* **Source passage**:
>>>

Tuesday, July 27, 2010

U.N. to Vote: Water as a Human Right!

By Linda Diebel
National Affairs Writer, from The Toronto Star, July 26, 2010
 A United Nations vote to recognize water as a basic human right is a “historic” chance for the global community to ease human suffering, according to a Canadian activist in the thick of a last-ditch lobbying effort.
“We’re running out of water and the crisis is getting worse,” Maude Barlow said Monday from New York, on the eve of a vote expected as early as Wednesday at the UN General Assembly.
“If we don’t make a statement that we don’t want entire populations left behind, what does it say about us? About our humanity?”


Toronto Star Graphic

We have no choice in this matter. Every human on the planet needs water to survive.
And every human organization, including every country on the planet needs to step up to the plate in orderto create a political climate of co-operation, and collegiality and fairness by refusing to allow the corporate interests to commodify this essential sustainer of life.
It is really what the young people call a "no-brainer" if those in positions of responsibility.
Water and air are the two most essential components of sustenance for the balance of nature. We have and continue to contaminate both, through our attitude that takes them both for granted. And, belatedly, we are growing conscious of what we have done to both of them.

<<<

* **Exercise aim**:
Return, word for word, the part of the post on the UN water vote from "U.N. to Vote: Water" up to and including "UN General Assembly.".

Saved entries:

>>>

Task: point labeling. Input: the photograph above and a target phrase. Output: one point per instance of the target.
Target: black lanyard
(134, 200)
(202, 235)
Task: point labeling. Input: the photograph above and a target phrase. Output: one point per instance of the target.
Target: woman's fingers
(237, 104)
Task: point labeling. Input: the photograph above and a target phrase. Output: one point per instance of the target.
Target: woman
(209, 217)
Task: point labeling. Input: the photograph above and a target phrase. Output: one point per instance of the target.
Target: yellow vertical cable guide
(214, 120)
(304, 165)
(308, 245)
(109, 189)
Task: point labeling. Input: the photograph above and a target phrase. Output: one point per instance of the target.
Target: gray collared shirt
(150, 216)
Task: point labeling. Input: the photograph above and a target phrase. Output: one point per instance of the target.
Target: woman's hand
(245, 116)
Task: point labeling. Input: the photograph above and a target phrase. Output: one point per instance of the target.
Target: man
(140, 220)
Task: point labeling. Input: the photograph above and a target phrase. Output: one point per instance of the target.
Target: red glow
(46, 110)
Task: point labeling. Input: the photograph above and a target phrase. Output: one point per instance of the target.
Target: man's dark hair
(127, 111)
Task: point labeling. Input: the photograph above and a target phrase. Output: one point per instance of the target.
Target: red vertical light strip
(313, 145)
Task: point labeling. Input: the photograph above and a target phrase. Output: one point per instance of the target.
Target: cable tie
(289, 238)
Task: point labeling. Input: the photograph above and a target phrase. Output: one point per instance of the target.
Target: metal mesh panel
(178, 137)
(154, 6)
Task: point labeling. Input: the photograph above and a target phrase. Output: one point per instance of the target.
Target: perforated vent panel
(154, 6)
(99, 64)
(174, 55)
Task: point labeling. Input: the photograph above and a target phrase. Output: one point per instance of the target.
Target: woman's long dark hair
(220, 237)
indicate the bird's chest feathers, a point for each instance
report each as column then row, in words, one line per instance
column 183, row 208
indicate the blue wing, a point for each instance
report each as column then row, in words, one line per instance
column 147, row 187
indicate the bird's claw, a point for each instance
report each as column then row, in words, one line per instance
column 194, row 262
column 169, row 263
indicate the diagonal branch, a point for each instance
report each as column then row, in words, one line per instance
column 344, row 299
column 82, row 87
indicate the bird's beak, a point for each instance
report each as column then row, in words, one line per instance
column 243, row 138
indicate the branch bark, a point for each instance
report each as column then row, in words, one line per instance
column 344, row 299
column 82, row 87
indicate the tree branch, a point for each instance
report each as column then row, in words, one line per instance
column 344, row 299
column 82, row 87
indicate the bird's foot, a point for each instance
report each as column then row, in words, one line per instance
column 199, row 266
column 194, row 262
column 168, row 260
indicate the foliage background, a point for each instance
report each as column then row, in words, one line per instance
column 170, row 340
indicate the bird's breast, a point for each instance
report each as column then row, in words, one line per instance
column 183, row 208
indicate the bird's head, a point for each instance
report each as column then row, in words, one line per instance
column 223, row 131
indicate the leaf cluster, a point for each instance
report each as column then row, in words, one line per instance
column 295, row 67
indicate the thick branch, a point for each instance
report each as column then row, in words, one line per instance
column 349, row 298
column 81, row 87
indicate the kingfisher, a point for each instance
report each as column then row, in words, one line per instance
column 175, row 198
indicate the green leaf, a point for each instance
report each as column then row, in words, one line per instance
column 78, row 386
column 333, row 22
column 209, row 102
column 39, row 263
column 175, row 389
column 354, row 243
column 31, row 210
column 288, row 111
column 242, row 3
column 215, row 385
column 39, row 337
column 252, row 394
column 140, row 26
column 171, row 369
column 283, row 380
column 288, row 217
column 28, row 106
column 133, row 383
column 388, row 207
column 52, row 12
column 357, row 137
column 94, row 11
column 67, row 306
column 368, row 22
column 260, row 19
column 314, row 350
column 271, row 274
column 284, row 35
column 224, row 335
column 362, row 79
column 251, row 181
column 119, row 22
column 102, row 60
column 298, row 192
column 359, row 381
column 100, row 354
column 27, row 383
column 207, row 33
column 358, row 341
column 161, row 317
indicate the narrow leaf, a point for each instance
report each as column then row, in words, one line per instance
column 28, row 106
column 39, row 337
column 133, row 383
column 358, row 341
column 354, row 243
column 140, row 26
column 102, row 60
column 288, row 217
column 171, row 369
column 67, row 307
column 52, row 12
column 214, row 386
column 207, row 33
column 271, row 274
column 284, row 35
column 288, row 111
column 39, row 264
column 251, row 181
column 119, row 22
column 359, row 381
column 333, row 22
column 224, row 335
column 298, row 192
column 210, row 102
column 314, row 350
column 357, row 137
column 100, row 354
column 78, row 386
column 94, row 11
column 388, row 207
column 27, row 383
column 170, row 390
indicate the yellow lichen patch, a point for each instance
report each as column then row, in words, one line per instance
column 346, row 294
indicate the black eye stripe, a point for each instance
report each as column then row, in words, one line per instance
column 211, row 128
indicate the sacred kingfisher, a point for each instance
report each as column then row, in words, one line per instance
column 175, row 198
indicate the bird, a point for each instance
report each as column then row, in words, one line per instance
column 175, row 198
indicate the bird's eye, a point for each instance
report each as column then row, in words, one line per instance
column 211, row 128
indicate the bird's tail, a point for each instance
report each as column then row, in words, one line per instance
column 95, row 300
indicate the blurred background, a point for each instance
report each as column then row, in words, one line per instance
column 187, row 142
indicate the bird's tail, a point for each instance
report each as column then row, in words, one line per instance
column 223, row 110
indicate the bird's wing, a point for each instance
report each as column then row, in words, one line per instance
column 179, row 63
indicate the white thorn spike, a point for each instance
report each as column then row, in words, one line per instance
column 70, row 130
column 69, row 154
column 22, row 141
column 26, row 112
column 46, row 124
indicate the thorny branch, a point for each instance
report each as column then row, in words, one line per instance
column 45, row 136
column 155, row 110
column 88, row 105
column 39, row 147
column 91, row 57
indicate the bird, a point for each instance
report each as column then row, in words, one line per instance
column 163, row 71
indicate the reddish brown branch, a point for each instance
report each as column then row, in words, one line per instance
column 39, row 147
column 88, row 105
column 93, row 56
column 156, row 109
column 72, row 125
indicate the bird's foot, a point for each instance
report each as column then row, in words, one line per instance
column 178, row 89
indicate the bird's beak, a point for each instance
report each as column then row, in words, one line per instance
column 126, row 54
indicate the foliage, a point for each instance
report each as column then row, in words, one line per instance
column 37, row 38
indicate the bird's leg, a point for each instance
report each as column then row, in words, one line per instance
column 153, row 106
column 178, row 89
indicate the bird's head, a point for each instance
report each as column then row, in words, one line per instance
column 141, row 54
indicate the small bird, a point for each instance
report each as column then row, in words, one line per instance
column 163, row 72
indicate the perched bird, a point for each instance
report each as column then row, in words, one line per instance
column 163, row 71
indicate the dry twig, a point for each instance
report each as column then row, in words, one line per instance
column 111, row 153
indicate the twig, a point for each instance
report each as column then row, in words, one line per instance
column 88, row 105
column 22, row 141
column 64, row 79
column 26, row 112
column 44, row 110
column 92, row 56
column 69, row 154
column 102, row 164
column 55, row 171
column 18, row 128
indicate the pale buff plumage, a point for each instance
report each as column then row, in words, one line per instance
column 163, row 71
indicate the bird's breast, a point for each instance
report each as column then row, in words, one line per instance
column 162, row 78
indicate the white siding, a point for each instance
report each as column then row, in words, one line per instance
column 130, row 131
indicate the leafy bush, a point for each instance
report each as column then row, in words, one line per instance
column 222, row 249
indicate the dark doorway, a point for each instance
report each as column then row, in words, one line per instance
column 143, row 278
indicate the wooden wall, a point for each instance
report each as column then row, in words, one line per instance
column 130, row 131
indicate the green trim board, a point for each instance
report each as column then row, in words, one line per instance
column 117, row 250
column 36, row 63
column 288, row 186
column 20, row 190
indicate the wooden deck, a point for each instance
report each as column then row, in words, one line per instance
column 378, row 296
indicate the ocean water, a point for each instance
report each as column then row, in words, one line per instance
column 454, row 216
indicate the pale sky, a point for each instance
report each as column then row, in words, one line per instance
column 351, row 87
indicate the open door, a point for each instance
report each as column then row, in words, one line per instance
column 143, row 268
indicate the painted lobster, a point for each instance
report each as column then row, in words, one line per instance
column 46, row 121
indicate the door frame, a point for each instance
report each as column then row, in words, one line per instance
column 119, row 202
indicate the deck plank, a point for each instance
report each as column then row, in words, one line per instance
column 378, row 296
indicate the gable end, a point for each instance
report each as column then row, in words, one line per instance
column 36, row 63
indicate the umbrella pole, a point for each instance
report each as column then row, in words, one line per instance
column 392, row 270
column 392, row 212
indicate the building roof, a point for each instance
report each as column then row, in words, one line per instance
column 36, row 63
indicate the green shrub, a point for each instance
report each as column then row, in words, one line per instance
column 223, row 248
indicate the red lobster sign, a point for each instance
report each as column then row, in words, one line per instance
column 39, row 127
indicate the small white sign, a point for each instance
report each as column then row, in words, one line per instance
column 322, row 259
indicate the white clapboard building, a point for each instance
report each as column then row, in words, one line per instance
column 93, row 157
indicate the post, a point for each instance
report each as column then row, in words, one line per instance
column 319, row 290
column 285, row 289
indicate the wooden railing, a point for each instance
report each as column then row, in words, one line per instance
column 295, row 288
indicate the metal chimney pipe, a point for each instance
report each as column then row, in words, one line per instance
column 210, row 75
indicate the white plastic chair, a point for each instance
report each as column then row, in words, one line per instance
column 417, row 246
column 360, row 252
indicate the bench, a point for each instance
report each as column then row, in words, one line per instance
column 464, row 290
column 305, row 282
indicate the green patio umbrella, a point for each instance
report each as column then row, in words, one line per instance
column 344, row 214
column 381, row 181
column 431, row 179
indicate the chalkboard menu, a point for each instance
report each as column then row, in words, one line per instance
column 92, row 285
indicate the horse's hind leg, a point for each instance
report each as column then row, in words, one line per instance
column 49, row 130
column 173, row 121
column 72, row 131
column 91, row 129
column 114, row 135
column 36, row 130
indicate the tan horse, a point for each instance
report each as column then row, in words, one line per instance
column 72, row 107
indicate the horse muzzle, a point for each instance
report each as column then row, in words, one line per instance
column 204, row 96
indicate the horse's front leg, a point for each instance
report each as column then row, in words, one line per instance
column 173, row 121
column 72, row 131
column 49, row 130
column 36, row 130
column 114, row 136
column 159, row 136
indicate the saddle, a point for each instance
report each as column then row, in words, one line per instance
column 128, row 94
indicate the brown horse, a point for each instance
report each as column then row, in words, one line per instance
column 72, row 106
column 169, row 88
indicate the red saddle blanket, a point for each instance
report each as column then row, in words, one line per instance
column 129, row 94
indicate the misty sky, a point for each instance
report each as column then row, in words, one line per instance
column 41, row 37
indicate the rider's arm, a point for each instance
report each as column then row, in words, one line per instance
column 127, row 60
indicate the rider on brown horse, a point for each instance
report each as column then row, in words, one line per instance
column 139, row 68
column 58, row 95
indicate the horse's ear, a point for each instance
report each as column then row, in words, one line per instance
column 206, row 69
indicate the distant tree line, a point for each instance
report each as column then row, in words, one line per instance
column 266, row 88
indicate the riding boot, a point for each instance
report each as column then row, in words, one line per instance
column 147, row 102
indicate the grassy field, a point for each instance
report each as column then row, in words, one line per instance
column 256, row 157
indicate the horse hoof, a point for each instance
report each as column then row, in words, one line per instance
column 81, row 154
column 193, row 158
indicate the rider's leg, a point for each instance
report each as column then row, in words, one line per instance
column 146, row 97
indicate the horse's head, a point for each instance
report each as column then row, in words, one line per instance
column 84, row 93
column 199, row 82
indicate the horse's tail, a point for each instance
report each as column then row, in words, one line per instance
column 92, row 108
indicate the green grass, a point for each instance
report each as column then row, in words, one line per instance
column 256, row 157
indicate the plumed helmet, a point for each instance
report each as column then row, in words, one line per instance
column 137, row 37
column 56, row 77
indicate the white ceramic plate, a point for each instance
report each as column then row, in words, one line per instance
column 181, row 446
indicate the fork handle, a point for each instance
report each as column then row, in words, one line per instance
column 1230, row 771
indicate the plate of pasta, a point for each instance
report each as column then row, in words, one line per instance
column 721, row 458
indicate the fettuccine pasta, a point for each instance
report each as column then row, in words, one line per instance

<<<

* **Response below**:
U.N. to Vote: Water as a Human Right!

By Linda Diebel
National Affairs Writer, from The Toronto Star, July 26, 2010
 A United Nations vote to recognize water as a basic human right is a “historic” chance for the global community to ease human suffering, according to a Canadian activist in the thick of a last-ditch lobbying effort.
“We’re running out of water and the crisis is getting worse,” Maude Barlow said Monday from New York, on the eve of a vote expected as early as Wednesday at the UN General Assembly.